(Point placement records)
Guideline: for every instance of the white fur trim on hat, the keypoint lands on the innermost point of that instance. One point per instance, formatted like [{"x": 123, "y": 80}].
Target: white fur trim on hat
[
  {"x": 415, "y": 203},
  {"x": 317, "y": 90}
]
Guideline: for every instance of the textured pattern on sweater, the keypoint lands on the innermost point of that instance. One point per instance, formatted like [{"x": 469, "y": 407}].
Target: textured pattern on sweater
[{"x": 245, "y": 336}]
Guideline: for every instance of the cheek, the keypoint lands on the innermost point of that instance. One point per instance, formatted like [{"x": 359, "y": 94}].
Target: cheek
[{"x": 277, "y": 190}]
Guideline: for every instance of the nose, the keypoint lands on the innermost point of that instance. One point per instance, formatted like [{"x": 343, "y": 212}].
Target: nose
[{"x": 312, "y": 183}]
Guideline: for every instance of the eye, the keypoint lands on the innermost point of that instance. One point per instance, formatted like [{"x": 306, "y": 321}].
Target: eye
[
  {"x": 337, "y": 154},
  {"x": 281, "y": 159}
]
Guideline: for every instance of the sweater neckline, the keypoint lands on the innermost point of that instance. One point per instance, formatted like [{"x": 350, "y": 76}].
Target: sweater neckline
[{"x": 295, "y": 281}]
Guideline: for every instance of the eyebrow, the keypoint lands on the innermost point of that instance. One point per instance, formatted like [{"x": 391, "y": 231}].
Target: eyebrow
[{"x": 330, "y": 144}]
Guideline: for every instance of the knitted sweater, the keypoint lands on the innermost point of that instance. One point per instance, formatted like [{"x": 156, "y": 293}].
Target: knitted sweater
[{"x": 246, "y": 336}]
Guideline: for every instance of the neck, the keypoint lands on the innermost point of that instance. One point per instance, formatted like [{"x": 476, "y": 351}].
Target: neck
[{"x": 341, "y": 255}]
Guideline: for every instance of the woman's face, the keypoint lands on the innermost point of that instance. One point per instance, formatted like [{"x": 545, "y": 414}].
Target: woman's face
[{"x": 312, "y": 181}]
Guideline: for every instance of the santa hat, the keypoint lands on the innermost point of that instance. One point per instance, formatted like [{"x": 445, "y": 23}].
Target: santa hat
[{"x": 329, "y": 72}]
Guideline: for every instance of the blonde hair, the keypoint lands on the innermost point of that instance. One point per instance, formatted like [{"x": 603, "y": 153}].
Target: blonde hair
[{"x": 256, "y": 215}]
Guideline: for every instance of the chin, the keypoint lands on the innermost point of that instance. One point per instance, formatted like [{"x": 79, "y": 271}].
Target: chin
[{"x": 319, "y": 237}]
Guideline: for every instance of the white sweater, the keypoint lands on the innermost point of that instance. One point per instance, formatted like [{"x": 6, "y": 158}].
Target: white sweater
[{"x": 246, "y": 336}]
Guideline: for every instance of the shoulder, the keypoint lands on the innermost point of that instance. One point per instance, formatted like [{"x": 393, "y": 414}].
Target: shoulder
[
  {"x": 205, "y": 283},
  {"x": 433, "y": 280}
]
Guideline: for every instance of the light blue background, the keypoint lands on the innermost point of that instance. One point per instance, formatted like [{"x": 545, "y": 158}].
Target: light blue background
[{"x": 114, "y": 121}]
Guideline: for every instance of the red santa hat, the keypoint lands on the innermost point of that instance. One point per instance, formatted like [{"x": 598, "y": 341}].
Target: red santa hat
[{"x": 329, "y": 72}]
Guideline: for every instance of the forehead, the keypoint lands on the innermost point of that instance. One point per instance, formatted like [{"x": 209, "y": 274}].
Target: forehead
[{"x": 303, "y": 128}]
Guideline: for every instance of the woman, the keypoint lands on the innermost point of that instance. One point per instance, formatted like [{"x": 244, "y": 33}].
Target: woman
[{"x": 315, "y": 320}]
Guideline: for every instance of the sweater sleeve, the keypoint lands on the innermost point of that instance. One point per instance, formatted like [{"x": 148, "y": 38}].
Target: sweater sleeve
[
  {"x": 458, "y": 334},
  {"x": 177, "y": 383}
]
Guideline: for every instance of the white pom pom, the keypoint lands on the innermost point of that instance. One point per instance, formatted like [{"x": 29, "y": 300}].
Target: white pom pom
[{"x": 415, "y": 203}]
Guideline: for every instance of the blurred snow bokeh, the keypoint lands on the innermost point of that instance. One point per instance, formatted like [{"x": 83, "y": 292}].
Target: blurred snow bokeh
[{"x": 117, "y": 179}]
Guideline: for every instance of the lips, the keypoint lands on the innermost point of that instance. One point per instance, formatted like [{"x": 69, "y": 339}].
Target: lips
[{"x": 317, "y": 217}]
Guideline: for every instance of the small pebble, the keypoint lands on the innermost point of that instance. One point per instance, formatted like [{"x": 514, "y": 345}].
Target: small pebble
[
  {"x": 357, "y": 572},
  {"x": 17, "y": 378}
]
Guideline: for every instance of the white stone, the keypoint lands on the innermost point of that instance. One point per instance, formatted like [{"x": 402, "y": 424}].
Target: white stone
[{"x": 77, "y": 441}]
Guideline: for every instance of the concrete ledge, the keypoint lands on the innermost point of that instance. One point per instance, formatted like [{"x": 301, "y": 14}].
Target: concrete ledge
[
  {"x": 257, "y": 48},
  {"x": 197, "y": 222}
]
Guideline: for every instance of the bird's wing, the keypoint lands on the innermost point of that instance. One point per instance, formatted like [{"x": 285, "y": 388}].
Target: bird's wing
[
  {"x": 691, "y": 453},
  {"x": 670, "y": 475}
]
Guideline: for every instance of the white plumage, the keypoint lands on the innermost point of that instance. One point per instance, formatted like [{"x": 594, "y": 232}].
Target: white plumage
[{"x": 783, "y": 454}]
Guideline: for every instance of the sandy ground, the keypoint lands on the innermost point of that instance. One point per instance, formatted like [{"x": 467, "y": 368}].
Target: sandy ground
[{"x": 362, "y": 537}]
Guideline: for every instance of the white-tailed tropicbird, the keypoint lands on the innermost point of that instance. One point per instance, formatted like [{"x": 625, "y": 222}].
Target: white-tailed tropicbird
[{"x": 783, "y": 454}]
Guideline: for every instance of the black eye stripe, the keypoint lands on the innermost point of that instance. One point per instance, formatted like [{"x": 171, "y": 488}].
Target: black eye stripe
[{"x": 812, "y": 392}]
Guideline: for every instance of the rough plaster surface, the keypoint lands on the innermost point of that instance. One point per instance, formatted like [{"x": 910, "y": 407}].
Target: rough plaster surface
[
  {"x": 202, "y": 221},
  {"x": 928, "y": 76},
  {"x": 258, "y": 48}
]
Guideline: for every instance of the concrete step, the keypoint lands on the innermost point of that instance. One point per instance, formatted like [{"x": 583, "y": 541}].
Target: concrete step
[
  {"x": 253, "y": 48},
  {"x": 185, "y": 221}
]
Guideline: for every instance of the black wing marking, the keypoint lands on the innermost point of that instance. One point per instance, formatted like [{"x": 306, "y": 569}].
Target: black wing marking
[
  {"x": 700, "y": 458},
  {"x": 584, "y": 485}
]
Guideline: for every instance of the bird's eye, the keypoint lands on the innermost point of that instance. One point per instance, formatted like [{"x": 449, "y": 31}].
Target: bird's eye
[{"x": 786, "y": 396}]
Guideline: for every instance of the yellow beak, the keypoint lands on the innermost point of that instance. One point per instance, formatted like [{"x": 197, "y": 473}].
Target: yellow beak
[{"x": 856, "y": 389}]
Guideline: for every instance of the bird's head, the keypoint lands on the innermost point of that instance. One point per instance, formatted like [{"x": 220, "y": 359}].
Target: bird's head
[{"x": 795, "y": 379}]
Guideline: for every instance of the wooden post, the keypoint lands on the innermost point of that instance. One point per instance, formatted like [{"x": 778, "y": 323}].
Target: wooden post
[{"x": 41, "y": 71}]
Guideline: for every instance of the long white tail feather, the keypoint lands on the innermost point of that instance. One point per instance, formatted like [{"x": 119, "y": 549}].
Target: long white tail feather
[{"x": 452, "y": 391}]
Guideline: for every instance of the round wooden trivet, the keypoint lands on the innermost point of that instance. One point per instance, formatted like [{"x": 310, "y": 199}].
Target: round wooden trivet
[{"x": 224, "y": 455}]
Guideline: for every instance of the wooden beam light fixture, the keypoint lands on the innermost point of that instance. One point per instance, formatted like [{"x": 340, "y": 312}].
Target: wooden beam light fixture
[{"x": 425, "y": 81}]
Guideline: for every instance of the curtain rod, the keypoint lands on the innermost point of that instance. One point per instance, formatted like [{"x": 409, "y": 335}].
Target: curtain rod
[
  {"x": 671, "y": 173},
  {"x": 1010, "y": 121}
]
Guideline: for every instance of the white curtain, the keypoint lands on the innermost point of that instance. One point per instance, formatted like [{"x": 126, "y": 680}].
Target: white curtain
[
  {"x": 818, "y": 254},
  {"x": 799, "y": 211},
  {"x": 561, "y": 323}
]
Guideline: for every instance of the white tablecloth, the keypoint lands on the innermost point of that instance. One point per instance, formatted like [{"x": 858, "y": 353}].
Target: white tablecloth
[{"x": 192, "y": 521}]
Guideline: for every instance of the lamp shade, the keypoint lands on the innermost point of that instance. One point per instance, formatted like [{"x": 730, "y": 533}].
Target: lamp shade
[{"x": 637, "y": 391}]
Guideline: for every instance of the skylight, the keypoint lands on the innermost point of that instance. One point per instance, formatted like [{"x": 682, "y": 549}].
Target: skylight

*EXERCISE*
Give again, word for word, every line from the one holding "Guideline: for every instance of the long" to the end of the data.

*CORRECT RESPONSE*
Guideline: for every instance of the long white tail feather, the keypoint lands on the innermost point of that instance. One point per instance, formatted like [{"x": 119, "y": 549}].
Target: long white tail feather
[{"x": 452, "y": 391}]
Guideline: for every instance of the round wooden trivet, the keypoint lands on the innermost point of that instance. One point per instance, formatted like [{"x": 310, "y": 199}].
Target: round wooden trivet
[{"x": 224, "y": 455}]
Guideline: for every instance of the wooden beam light fixture, the keypoint lands on the innermost point of that instance. One point per instance, formatted like [{"x": 340, "y": 312}].
Target: wooden beam light fixture
[{"x": 425, "y": 81}]
Guideline: for every instance of the curtain rod, the keypoint lands on the innermost point of that instance. One point per instance, formatted like [{"x": 409, "y": 335}].
Target: curtain rod
[
  {"x": 671, "y": 173},
  {"x": 1010, "y": 121}
]
Guideline: for every instance of the white curtain, the keypoint lands on the innermost point of that instance. One point per instance, formatted like [{"x": 126, "y": 680}].
Target: white curtain
[
  {"x": 818, "y": 254},
  {"x": 799, "y": 211},
  {"x": 561, "y": 323}
]
Guideline: for every instance of the white tablecloth, the keypoint lands on the innermost point of that instance. One point per instance, formatted like [{"x": 858, "y": 353}].
Target: white tablecloth
[{"x": 192, "y": 521}]
Guideline: for every instance of the lamp shade, the keypoint lands on the innermost point of that instance. One point per instance, formatted like [{"x": 730, "y": 533}].
Target: lamp shade
[{"x": 637, "y": 391}]
Guideline: for every instance of the skylight, the keypoint lands on the innermost point of that instance. One point per instance, formatted like [{"x": 682, "y": 549}].
Target: skylight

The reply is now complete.